→ **RECORD SET**
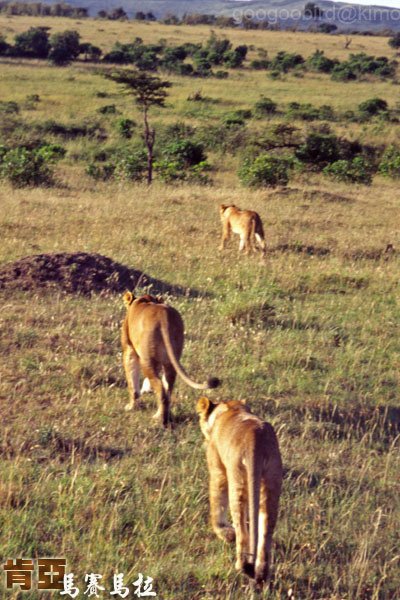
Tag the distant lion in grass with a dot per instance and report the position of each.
(245, 468)
(246, 223)
(152, 342)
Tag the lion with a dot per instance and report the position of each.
(152, 341)
(245, 467)
(246, 223)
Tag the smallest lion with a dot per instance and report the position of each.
(246, 223)
(245, 467)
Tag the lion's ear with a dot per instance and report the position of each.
(128, 298)
(202, 406)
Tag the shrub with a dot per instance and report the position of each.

→ **WHAT NEEDS TO BE DONE**
Return the lines beginning at the one that contains "Tag the smallest" and continuing through the last line of the data, exactly as they stand and without any others.

→ **EXERCISE RESPONSE**
Tag the smallest lion with a dot per instance and report the position of each.
(246, 223)
(245, 467)
Tag the lion's ear with a dot per instance and report the position of each.
(128, 298)
(202, 406)
Tag the shrub with a dot per instance and report the position of each.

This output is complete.